• _SUPPLIED ENTRIES_
● ● ● ●

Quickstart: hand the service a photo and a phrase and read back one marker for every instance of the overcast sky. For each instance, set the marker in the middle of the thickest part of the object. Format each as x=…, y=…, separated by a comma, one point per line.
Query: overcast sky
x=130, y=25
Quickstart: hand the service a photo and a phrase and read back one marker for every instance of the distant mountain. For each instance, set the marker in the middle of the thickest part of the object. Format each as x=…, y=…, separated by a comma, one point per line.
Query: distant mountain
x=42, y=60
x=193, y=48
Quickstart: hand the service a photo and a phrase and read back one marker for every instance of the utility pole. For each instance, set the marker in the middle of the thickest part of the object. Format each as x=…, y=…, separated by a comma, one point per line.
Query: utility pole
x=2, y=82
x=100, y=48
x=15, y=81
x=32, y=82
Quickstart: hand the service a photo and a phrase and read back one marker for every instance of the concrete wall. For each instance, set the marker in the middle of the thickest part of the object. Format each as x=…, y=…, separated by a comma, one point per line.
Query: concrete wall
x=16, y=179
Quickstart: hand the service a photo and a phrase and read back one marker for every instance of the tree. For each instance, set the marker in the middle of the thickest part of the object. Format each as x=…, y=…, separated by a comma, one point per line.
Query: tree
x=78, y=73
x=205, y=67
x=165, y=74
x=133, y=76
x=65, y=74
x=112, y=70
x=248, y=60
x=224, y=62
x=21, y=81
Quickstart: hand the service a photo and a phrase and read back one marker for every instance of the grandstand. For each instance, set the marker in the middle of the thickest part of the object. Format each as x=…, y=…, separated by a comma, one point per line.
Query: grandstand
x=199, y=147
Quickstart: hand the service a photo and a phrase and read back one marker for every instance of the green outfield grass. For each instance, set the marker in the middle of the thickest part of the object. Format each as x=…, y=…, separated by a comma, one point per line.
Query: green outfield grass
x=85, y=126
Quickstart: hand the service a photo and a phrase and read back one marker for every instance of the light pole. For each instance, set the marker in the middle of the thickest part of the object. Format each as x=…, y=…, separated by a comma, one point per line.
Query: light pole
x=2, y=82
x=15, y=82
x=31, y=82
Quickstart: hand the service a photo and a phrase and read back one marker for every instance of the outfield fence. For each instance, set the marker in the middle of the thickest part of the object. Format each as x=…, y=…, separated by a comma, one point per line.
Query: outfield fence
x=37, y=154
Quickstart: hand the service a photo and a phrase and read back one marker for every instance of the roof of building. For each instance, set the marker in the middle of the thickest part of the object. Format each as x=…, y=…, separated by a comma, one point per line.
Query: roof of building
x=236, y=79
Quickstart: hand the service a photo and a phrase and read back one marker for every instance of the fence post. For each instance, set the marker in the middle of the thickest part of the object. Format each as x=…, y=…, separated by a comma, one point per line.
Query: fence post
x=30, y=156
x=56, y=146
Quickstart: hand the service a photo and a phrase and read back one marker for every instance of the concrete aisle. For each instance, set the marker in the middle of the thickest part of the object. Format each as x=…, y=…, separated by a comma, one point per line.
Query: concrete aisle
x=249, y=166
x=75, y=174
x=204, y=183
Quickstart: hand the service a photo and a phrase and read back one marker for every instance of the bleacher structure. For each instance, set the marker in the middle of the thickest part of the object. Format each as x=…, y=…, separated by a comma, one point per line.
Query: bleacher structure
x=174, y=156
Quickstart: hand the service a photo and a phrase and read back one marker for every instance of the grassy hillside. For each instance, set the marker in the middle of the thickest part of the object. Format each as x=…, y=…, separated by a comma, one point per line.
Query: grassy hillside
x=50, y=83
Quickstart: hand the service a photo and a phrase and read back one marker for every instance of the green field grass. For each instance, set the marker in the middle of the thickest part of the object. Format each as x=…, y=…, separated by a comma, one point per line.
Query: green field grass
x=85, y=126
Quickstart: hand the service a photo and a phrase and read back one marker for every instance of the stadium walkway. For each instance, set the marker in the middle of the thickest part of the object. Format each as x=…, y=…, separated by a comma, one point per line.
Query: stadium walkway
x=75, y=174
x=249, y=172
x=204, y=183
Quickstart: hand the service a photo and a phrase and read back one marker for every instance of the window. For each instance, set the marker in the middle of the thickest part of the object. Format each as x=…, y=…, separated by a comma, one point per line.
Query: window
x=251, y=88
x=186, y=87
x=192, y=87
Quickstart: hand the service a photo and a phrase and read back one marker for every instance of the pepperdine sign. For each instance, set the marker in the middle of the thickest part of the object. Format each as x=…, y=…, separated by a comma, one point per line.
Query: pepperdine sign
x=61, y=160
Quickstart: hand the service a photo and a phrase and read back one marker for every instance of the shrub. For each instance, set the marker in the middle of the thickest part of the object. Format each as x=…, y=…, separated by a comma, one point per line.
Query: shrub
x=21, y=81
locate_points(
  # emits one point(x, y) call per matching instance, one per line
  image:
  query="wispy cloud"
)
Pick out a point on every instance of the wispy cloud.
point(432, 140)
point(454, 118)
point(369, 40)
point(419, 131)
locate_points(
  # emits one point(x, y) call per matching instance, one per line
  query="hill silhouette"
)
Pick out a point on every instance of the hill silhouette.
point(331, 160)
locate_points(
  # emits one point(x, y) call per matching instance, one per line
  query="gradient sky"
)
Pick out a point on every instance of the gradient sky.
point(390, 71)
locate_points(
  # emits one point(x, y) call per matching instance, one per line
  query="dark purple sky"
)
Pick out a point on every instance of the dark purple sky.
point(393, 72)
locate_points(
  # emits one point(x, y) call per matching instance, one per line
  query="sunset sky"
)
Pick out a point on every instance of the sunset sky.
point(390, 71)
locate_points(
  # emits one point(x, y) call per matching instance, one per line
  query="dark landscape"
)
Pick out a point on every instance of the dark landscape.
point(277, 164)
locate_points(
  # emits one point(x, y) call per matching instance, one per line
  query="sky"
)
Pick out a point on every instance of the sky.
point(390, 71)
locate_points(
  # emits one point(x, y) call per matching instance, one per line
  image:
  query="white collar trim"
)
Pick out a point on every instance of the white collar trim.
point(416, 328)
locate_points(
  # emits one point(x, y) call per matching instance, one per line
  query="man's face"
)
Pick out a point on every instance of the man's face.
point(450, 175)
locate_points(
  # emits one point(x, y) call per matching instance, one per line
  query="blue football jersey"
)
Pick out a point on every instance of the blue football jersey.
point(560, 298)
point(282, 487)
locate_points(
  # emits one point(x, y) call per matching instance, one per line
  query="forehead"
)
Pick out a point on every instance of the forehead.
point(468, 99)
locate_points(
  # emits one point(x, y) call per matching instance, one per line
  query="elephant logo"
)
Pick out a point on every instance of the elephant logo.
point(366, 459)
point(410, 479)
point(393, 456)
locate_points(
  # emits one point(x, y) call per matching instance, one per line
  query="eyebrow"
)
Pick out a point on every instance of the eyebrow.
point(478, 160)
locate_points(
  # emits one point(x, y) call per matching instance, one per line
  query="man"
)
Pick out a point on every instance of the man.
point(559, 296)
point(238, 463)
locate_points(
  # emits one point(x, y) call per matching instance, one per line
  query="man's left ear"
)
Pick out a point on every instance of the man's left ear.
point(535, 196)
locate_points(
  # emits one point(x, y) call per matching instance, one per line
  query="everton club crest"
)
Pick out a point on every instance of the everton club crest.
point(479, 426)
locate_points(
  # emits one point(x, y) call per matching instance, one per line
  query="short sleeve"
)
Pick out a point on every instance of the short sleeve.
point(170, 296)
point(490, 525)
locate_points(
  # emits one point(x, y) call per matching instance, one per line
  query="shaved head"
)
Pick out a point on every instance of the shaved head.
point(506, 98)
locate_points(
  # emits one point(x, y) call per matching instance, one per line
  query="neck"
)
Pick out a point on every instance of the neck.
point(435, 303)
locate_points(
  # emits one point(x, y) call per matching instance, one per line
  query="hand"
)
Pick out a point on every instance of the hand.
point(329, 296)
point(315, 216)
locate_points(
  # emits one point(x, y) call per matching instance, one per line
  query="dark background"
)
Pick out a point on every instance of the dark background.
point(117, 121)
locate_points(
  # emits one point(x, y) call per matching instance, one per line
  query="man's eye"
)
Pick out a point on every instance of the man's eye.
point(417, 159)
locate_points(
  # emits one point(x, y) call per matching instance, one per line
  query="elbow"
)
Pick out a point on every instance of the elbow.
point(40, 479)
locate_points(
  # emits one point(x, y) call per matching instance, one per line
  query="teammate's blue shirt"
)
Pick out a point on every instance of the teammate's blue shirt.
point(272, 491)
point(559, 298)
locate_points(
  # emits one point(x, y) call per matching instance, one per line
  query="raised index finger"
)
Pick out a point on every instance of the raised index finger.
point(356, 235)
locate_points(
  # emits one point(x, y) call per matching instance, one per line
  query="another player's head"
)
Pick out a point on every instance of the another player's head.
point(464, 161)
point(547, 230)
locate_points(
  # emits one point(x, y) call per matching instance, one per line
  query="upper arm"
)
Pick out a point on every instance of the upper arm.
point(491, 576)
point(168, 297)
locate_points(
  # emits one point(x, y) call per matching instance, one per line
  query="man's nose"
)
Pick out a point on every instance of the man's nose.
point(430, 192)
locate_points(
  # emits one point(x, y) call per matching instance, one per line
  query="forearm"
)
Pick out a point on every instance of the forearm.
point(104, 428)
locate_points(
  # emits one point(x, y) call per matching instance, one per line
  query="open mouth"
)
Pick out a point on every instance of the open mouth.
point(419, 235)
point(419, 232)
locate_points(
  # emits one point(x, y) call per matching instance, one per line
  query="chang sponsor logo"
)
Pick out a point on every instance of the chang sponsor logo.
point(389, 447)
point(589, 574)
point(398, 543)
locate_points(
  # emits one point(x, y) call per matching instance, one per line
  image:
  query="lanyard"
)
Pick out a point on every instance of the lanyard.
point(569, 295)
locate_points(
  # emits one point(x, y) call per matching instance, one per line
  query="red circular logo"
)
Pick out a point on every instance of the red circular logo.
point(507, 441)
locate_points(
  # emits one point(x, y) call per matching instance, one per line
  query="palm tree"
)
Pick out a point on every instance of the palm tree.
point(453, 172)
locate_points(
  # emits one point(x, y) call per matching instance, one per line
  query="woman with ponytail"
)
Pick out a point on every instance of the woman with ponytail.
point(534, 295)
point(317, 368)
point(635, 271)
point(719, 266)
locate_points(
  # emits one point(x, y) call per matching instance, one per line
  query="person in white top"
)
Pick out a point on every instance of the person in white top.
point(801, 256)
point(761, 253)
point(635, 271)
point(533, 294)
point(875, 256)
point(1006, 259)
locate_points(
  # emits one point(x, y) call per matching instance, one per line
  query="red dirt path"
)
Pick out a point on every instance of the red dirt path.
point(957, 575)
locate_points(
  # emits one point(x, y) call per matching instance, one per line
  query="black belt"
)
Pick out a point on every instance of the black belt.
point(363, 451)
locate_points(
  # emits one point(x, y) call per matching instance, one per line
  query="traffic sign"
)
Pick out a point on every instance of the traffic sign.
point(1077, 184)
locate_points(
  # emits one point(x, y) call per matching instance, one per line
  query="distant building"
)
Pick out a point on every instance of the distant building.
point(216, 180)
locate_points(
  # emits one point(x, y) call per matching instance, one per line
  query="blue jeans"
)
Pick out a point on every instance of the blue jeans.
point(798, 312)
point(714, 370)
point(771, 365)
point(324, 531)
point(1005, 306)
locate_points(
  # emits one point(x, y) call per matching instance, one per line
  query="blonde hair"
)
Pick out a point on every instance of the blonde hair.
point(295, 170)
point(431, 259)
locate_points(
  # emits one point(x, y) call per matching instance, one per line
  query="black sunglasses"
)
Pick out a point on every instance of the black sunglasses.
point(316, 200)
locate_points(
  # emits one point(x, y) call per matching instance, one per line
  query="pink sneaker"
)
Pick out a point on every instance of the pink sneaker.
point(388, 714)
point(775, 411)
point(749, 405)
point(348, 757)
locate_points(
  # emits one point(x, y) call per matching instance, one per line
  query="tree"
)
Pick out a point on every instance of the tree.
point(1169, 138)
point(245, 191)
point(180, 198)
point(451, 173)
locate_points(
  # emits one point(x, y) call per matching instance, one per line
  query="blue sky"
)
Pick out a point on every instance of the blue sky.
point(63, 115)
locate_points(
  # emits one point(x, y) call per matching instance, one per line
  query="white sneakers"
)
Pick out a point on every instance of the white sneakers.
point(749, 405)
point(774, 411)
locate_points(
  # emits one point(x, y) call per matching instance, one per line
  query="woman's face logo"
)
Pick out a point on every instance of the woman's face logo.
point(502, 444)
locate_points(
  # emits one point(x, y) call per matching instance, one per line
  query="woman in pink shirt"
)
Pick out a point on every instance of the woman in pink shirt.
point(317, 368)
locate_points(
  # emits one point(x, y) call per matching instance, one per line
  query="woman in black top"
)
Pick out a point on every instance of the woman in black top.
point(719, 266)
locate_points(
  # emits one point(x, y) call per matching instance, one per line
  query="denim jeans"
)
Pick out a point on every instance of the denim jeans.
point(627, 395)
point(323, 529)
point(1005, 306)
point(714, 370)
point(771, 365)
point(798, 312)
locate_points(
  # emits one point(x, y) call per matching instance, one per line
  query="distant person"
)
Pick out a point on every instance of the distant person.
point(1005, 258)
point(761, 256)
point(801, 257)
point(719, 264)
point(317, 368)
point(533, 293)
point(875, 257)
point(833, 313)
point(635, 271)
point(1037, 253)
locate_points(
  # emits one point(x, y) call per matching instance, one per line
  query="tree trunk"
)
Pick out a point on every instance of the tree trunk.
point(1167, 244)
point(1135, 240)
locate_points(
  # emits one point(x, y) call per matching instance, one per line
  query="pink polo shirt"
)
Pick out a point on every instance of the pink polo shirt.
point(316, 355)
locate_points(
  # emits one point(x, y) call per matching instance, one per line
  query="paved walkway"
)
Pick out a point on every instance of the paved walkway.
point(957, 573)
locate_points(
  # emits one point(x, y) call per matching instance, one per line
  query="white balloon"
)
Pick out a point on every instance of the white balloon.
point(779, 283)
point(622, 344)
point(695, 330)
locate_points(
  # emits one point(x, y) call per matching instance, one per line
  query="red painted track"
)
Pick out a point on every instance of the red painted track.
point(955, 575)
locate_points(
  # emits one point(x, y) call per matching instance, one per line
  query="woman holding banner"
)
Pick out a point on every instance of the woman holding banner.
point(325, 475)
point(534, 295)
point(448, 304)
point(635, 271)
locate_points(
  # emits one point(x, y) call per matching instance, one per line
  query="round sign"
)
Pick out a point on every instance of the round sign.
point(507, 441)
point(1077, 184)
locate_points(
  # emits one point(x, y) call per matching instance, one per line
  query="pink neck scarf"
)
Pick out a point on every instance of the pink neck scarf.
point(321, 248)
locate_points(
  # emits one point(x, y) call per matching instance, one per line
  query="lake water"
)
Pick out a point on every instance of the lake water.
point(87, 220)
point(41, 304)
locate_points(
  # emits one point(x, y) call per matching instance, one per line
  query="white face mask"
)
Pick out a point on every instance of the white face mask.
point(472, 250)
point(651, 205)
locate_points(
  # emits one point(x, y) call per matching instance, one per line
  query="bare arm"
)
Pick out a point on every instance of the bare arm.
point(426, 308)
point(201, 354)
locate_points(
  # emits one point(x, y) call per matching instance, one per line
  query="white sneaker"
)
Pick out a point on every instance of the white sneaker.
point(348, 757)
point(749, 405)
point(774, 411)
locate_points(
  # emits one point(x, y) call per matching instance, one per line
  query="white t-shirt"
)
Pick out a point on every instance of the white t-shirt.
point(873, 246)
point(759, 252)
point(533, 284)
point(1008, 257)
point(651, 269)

● ● ● ●

• _DIRECTIONS_
Copy each line, exactly, that falls between the line containing "Pick out a point on every instance of the white t-shirt." and the end of the entries, both included.

• _WRITTEN RESPONSE_
Pick out a point on every instance of the white t-shirt.
point(873, 246)
point(759, 252)
point(533, 284)
point(1008, 257)
point(651, 269)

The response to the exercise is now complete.